• Stated exercise: Can you restate the records below word for word?

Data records
>> Start

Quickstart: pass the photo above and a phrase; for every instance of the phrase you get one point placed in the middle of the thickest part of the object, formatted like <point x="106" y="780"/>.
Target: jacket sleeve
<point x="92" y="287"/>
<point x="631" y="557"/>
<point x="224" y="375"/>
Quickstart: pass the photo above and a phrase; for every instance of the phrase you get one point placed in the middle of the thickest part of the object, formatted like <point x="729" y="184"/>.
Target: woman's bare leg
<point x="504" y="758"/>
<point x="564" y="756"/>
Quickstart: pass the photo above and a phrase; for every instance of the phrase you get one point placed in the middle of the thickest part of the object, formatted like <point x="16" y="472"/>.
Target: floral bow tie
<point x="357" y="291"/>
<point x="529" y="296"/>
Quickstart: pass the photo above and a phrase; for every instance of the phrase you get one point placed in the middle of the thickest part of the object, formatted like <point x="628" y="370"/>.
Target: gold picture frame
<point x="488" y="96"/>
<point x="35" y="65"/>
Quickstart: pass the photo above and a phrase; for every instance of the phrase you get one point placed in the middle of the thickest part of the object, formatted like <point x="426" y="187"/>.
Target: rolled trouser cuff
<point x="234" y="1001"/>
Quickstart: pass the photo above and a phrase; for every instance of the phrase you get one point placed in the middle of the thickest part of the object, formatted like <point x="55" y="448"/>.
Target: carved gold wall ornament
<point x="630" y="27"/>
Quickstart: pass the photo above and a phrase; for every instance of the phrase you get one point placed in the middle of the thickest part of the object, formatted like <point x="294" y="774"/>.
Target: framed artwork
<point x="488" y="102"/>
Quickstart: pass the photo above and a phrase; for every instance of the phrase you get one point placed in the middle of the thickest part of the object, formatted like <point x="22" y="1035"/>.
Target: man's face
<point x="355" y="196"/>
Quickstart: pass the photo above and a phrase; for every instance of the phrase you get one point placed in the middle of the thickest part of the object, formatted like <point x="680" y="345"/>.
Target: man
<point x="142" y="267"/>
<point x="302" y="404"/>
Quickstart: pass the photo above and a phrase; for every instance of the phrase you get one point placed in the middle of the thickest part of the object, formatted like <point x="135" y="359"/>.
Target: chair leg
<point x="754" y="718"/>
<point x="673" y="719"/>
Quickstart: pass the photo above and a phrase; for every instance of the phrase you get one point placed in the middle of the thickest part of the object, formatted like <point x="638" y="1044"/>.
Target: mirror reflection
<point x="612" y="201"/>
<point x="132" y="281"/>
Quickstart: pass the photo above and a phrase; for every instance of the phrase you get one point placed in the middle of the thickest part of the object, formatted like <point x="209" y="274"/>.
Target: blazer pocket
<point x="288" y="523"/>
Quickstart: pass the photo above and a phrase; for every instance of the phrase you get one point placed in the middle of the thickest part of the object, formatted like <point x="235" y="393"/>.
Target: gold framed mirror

>> End

• Exercise response:
Quickstart: pass the photo above and a phrase; for every instance of the phrase you get one point placed in the middle of the thickest part of the object, formatted like <point x="106" y="780"/>.
Target: jacket sleeve
<point x="92" y="287"/>
<point x="631" y="557"/>
<point x="224" y="375"/>
Quickstart: pass the photo above and a phrase; for every instance of the phrase you get one point placed in the middle of the thickest part of the object, formatted like <point x="729" y="184"/>.
Target: woman's bare leg
<point x="504" y="758"/>
<point x="564" y="756"/>
Quickstart: pass the photo above and a phrase; for every instance of the phrase you get one point placed in the middle of the thickest part of the object, formatted like <point x="16" y="472"/>.
Target: floral bow tie
<point x="357" y="291"/>
<point x="529" y="296"/>
Quickstart: pass the photo above and a phrase; for every instance of the phrase you get one point placed in the middle of the thickest part of the object, formatted like <point x="628" y="370"/>.
Target: gold picture frame
<point x="488" y="96"/>
<point x="35" y="65"/>
Quickstart: pass the photo above and a phrase; for every instance of the phrase you get one point placed in the middle of the thickest part of the object, formatted like <point x="426" y="187"/>.
Target: rolled trouser cuff
<point x="234" y="1001"/>
Quickstart: pass the photo above and a phrase; for every instance of the phrase you get one point placed in the middle of the thickest part of the object, formatted like <point x="55" y="448"/>.
Target: carved gold wall ornament
<point x="630" y="27"/>
Quickstart: pass the photo above and a phrase; for every instance of the phrase you get one point placed in the middle of the thickest part of the object, formatted like <point x="294" y="774"/>.
Target: framed artwork
<point x="488" y="102"/>
Quickstart: pass the photo above and a phrase; for every instance of the phrase you get one point placed in the middle of the thickest part of the object, formatted like <point x="22" y="1035"/>.
Target: man's face
<point x="355" y="196"/>
Quickstart: pass the photo above and a phrase; for every instance of the phrase you get one point placed in the middle of the thickest part of the object, formatted like <point x="680" y="345"/>.
Target: man
<point x="142" y="267"/>
<point x="302" y="404"/>
Quickstart: pass the photo above and a phrase; for every instance of the phrase you get one point placed in the middle of the thickest part of the object, formatted like <point x="135" y="359"/>.
Target: chair leg
<point x="754" y="718"/>
<point x="673" y="719"/>
Quickstart: pass the photo above and a phrase; for every instance of the phrase you get one point placed in the middle of the thickest part of the object, formatted like <point x="638" y="1044"/>.
Target: mirror reflection
<point x="612" y="201"/>
<point x="132" y="281"/>
Quickstart: pass the photo above and a phrase; for every instance of the phrase you get one point placed in the middle of the thickest part of the object, formatted like <point x="209" y="274"/>.
Target: blazer pocket
<point x="288" y="523"/>
Quickstart: pass the photo above and a phrase; for every instance of the phrase you get one point placed in the middle of the thickest part of the object, formatted like <point x="235" y="393"/>.
Target: gold framed mirror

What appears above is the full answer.